● **PROBLEM**: Pull out each line of the listing below that contains the string "animal". Treat uppercase and lowercase letters as different.

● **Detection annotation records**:
···
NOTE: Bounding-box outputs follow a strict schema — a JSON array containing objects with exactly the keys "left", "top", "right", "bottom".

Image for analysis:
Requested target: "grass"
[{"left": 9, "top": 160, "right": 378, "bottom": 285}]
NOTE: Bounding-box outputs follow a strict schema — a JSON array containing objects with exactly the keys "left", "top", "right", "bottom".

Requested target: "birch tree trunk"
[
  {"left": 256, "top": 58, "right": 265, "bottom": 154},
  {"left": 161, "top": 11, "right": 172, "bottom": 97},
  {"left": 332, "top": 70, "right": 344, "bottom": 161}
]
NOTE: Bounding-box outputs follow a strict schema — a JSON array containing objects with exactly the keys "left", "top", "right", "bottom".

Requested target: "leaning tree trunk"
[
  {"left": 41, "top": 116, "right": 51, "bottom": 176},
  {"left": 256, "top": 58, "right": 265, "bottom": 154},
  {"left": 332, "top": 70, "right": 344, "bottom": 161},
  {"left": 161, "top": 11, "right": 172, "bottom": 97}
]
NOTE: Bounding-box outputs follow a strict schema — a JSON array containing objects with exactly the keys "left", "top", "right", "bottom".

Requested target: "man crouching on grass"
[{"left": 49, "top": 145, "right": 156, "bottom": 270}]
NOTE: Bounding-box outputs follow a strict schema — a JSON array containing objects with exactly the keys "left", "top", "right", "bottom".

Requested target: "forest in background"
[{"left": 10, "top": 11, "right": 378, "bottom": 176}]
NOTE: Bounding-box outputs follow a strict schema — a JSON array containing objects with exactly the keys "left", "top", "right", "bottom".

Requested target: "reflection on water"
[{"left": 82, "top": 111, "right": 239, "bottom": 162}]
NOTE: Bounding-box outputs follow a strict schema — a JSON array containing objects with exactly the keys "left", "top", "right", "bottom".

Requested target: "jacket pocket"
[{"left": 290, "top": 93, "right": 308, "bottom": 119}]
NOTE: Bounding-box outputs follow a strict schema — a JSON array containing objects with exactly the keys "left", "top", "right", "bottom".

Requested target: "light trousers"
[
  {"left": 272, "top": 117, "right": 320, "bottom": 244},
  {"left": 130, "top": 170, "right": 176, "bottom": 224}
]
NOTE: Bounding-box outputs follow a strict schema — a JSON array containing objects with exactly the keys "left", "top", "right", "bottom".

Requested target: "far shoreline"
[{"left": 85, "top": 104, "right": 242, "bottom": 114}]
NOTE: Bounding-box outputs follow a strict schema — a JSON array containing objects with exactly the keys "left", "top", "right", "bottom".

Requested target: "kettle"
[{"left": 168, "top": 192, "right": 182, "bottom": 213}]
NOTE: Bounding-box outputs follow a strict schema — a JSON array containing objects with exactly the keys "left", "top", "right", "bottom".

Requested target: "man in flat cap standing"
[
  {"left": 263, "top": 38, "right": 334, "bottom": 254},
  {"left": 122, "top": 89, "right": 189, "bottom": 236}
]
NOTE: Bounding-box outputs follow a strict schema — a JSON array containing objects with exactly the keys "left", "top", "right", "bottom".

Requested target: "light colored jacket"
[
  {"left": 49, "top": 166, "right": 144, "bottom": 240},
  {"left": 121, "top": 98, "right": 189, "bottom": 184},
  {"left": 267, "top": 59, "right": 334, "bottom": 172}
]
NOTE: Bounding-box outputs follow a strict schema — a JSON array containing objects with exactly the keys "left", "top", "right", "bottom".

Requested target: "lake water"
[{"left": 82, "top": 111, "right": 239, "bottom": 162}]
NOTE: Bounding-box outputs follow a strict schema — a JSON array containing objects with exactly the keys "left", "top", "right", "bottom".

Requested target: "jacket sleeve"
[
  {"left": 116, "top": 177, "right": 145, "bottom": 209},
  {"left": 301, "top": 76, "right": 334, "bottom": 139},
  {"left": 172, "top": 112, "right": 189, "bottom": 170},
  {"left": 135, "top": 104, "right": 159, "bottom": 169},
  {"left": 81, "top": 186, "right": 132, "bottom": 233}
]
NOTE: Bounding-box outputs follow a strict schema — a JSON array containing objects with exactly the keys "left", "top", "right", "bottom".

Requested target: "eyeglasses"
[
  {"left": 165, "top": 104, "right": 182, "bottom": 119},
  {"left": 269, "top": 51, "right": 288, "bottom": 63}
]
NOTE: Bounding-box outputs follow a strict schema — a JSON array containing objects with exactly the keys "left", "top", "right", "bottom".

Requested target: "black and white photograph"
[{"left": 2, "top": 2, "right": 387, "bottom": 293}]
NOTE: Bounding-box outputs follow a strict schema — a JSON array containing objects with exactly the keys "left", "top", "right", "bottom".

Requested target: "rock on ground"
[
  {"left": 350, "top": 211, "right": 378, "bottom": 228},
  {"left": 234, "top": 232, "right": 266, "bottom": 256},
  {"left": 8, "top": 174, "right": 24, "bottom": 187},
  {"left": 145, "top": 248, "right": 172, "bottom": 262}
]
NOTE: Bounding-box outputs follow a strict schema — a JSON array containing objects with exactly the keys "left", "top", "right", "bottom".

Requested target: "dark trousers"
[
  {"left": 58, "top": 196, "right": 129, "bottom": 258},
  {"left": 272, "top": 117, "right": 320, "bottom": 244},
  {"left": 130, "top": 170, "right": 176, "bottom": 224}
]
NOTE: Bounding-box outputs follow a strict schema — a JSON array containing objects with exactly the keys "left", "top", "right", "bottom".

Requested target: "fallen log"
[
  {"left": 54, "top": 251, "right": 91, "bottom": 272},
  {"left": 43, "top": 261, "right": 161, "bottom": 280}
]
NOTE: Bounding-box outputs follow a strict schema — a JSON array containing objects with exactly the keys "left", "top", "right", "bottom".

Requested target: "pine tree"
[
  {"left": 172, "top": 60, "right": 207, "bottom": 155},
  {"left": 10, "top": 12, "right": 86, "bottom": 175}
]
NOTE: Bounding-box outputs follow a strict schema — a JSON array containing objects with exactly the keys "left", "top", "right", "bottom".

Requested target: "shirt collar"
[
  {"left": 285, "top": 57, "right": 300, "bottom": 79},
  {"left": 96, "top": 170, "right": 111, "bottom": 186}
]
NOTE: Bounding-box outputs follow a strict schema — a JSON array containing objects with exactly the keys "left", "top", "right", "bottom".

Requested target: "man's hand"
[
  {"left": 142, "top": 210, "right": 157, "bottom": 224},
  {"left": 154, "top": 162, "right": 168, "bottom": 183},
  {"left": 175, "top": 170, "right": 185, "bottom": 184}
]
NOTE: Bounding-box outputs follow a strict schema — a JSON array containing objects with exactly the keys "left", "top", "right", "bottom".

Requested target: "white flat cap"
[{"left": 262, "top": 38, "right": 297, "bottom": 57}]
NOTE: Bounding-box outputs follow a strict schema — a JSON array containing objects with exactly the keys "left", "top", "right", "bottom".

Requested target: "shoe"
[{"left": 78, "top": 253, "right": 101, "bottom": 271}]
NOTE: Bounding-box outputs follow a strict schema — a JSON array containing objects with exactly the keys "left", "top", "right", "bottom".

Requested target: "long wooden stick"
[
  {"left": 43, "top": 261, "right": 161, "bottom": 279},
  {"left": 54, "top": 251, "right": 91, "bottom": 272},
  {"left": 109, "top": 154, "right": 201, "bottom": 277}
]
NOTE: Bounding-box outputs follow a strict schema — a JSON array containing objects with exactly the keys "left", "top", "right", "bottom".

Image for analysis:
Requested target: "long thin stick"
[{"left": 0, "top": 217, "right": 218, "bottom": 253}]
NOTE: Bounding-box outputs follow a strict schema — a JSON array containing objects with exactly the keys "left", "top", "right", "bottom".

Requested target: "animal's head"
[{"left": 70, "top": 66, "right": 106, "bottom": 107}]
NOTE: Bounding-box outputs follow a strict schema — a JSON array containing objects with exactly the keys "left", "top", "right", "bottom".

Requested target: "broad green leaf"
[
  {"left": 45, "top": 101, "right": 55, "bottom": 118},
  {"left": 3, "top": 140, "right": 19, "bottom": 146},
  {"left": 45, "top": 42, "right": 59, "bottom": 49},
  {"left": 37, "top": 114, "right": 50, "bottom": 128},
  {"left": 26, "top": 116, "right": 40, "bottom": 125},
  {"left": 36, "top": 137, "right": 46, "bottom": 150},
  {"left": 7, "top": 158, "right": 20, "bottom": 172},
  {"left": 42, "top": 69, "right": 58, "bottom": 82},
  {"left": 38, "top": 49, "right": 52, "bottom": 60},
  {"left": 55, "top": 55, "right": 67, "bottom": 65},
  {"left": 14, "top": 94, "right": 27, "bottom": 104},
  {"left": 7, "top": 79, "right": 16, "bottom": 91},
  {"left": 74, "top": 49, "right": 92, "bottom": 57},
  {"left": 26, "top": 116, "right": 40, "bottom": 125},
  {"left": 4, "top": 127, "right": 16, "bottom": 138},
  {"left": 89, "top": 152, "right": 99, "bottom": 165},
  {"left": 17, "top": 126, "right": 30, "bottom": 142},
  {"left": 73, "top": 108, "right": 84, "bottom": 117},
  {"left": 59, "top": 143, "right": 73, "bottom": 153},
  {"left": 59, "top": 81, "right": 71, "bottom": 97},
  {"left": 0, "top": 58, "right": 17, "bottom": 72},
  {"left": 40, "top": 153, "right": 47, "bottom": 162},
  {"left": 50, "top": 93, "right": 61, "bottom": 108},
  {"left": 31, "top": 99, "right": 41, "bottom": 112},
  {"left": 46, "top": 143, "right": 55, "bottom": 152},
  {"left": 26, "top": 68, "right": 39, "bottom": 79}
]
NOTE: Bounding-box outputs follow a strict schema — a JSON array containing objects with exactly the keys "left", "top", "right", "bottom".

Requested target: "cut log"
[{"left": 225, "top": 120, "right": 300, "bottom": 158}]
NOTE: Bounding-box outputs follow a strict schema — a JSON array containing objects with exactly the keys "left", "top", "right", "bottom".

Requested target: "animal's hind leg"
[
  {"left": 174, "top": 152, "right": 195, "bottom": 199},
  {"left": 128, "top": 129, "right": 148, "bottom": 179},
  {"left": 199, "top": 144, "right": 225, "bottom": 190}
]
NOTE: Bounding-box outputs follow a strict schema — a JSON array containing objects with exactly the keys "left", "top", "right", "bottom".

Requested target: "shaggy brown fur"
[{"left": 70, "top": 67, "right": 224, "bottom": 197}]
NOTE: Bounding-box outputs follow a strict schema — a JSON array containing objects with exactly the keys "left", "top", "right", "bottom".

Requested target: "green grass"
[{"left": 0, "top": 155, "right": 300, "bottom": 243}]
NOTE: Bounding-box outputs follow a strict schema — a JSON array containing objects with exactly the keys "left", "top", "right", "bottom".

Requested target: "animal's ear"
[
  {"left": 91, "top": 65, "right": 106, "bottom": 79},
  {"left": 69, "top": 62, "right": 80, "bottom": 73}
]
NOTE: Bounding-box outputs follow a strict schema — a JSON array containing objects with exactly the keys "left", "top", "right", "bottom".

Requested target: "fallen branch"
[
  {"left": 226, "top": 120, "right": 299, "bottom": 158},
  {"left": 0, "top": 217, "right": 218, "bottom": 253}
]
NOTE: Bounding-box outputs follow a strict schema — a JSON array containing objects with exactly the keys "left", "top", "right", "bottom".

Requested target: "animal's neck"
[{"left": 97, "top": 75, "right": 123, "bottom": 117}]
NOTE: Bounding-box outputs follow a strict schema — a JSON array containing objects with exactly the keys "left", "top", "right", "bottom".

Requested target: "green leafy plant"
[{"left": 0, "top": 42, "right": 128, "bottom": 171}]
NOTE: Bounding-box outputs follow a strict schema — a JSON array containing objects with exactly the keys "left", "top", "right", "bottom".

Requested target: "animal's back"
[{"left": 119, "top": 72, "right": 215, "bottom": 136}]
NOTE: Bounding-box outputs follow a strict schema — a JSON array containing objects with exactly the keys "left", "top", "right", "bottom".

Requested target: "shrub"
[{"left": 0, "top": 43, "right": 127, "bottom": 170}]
···
● **THE COMPLETED TASK**:
Requested target: "animal's head"
Requested target: "animal's hind leg"
Requested target: "animal's ear"
Requested target: "animal's neck"
Requested target: "animal's back"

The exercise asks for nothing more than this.